The task >> Reproduce all the data exactly, without pictures.

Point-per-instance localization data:
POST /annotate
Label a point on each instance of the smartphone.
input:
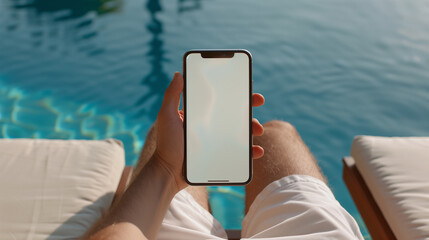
(217, 102)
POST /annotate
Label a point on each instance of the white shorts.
(294, 207)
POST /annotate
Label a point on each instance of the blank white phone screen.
(217, 118)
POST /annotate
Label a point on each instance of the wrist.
(161, 174)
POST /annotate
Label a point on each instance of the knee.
(281, 126)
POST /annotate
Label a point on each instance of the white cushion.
(396, 171)
(56, 189)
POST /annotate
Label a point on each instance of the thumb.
(172, 94)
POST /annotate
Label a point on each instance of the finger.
(172, 94)
(257, 128)
(258, 151)
(258, 100)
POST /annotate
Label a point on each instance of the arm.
(140, 211)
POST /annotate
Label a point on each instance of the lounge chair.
(388, 179)
(56, 189)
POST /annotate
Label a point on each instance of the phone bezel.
(215, 53)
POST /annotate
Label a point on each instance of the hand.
(170, 137)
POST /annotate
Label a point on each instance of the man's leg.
(299, 206)
(284, 154)
(197, 192)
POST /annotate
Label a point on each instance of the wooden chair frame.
(365, 202)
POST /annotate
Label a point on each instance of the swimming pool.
(335, 69)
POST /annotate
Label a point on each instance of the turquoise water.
(335, 69)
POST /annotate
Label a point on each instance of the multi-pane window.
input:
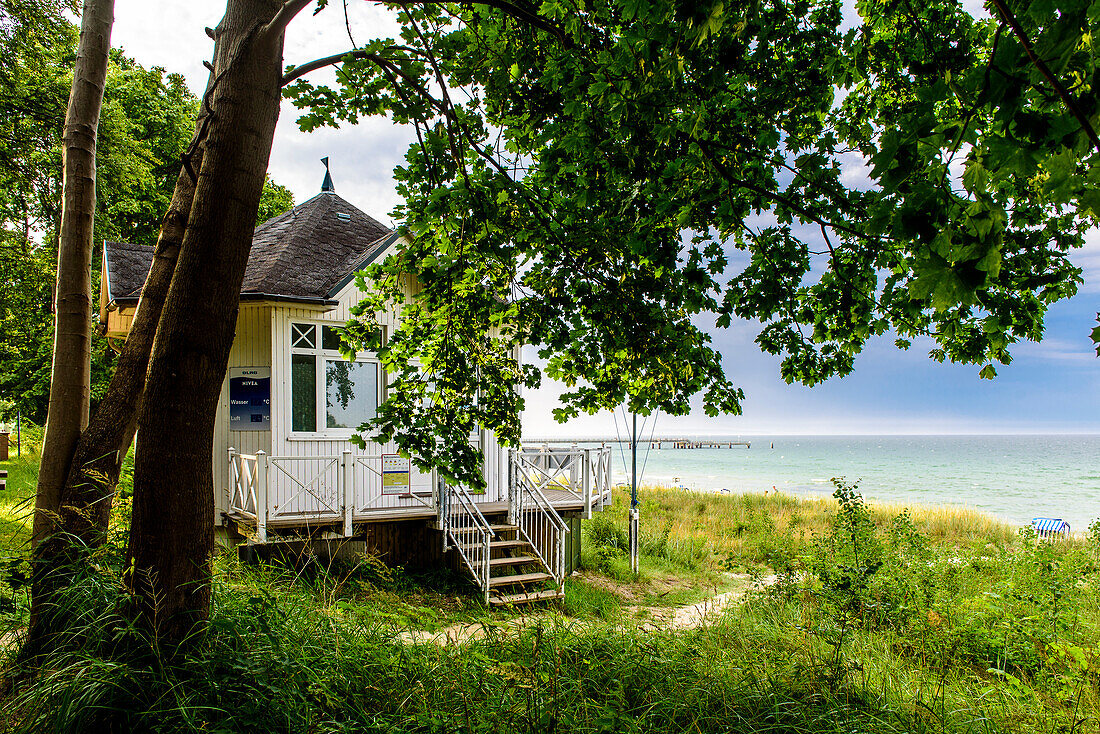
(328, 392)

Solved problem >>
POST /annotate
Label a point on each instance of the smartphone.
input:
(217, 102)
POST /annotate
Label a point on each instance of the white shorts.
(294, 207)
POST /annotate
Label a point on each instance of the blank white phone screen.
(217, 118)
POST /annotate
Label a point on each instance of the wrist.
(161, 174)
POST /annotate
Label a point on each instance of the knee.
(281, 126)
POST /annotate
Label a point on each instance of the white cushion.
(396, 171)
(56, 189)
POST /annotate
Label a point on each instance of the thumb.
(172, 94)
POST /annotate
Label a point on each instance of the finger.
(172, 94)
(257, 128)
(258, 151)
(258, 100)
POST /annotate
Label a point on each instance of the arm.
(140, 211)
POST /annotate
Label a point on each instance of the lounge chair.
(388, 179)
(56, 189)
POST /annotate
Label a point on each instance of the phone bezel.
(215, 53)
POST /annotate
Label a point on each instance of the hand.
(170, 137)
POST /annotate
Label a point on each instance of the man's leg.
(299, 206)
(284, 154)
(197, 192)
POST /annotate
Label a point on each instance of the wooden chair frame.
(365, 202)
POST /annotate
Label a point on each instance of the swimming pool.
(335, 69)
POST /annotate
Label a point on each instance of the turquoise water.
(335, 69)
POST /annotate
Label a point on each instance of the multi-pane window.
input:
(328, 392)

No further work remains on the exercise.